Text block
------------------------------------
Many Linux and open source advocates are upset about verdict on the MPAA vs 2600 DeCSS criminal case. Many people blame this exclusively on the Digital Millennium Copyright Act. This law was passed in congress in 1998 and gives copyright holders previously unmatched rights. I believe that if there is anything holy and fair in this country, that this slanted law will rejected by the copyright office, struck down by the supreme court, and protested into oblivion by anyone who takes five minutes to understand the numerous loopholes and the agenda represented by those loopholes.

But this isn't just about the DMCA.

The DMCA could have never been poised to do so much damage if it weren't for the other regular abuses of the American people, abuses that should have never been tolerated. The post purchase contract or license, and the extension to the time a party is allowed an exclusive control otherwise known as copyright are the real problem.

Copyright

Laws like the "Sonny Bono Copyright Term Extension Act" have been extending copyright, (20 years in this case) in a fashion destructive to consumer and the artist. The original lifespan of copyright was 14 years, now it is life of the author plus seventy. Most people are unaware of this or think it is OK. It is not.

When copyright was created the idea was compromise. A reasonable amount of time to make enough money to offset printing costs and to make a fair profit. It was targeted specifically at books and maps. The idea was extended to provide a good living for artists and eventually song writers and movie makers and even computer programmers. This is all good. copyright is a moral idea, if you create something you get a government granted monopoly on that thing for period of time. It allows a person to dedicate their time to developing their skills of expression with out the risk of someone walking away with their creation and selling it as their own.
------------------------------------
Record excerpts
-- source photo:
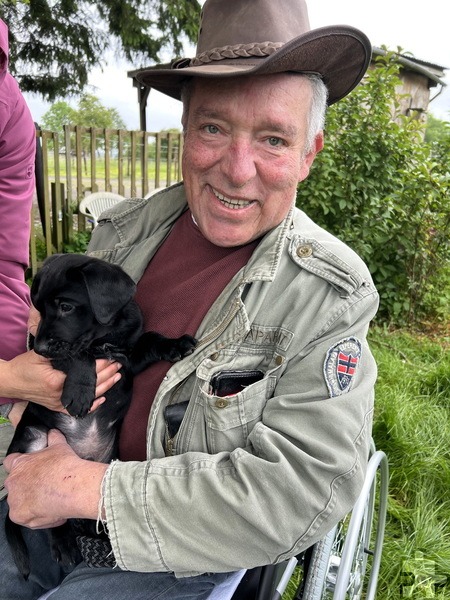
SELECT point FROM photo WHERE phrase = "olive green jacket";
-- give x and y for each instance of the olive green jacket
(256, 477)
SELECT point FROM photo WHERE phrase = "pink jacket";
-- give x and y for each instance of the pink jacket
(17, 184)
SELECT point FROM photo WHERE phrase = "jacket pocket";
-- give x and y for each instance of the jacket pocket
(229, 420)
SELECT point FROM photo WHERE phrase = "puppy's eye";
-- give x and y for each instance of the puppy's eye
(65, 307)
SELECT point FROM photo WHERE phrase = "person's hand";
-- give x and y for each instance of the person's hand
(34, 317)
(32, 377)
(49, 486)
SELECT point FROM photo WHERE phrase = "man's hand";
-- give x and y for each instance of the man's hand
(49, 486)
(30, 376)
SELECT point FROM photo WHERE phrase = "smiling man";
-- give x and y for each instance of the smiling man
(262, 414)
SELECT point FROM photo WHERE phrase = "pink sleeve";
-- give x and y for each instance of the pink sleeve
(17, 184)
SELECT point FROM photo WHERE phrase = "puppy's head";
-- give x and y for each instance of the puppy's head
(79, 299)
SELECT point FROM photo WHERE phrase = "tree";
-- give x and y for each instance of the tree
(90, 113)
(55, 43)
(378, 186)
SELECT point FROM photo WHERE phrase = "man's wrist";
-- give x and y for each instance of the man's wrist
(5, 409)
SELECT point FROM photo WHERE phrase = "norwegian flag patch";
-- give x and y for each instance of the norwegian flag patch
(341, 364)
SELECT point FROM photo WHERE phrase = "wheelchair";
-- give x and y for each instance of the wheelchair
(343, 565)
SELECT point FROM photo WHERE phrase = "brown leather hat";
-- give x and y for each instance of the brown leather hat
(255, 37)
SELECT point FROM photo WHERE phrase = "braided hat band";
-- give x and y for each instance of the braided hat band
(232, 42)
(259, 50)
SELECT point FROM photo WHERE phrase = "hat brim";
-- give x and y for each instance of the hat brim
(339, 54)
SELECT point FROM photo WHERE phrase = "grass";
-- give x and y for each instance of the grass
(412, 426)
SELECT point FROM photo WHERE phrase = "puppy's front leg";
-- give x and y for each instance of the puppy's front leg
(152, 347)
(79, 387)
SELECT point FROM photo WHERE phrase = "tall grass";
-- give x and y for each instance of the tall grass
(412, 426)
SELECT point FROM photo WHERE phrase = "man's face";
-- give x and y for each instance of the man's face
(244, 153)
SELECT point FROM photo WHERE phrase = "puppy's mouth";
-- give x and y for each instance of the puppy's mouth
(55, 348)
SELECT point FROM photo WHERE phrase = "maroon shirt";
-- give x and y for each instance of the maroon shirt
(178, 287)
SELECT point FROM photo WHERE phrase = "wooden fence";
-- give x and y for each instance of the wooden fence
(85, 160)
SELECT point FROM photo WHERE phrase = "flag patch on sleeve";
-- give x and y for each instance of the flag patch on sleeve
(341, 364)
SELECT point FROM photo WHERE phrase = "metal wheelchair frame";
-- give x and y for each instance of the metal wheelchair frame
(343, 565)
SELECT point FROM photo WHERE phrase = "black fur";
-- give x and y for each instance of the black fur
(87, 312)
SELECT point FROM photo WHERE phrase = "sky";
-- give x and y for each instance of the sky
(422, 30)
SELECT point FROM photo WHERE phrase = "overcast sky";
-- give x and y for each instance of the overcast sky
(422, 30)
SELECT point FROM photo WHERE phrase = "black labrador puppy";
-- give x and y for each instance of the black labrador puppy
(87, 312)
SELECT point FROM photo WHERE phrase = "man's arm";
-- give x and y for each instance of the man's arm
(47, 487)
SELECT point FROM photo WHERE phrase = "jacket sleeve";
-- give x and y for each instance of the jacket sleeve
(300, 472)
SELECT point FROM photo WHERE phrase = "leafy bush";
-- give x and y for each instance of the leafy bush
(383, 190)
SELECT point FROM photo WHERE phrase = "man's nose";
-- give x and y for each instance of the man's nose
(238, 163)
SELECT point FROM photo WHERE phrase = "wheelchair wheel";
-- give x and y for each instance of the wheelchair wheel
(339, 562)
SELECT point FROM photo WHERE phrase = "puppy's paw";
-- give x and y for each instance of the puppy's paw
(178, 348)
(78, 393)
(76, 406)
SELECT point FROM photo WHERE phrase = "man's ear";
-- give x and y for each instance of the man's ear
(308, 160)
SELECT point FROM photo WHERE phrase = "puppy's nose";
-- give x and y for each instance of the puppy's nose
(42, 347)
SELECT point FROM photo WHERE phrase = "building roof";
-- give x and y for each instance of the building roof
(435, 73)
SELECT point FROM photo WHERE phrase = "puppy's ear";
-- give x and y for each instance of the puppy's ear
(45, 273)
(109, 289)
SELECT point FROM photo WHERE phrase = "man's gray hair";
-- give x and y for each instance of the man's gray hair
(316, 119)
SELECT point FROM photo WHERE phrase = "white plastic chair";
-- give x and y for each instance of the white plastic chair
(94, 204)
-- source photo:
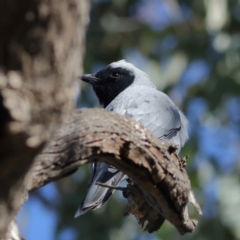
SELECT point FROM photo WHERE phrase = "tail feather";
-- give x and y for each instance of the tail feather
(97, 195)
------------------------------------
Work to complete
[A] According to the piece on copyright and the DMCA, what was the original lifespan of copyright?
[B] Resume the piece on copyright and the DMCA after its final sentence and keep writing in the same voice.
The lines have no connection to the piece on copyright and the DMCA.

Answers provided
[A] 14 years.

[B]
Copyright works do not compete during their monopoly period. If you do not want to break the law you adhere to the terms the author sets, or you don't view/use/listen to it. This is OK so long as information is not vital to the health of the society at large and someone else offers it. Over time, we have extended the monopoly period, and some companies began collecting Intellectual Property as a revenue source. It has gotten to the point that frighteningly few ideas in our society is not owned by some company. Some refer to this as pop culture.

Ideas go stale and die. Few complain about the communists anymore, most people publicly abhor drugs and wild sex, and I don't see much about the trickle down theory either `;), but copyrights don't fade away they just sit, accumulating more money with every movie remake and sometimes without one. Information needs to compete with the prospect that it will go stale. Only novel ideas contribute in a big way, but then why are we paying big bucks for the same old shows on cable?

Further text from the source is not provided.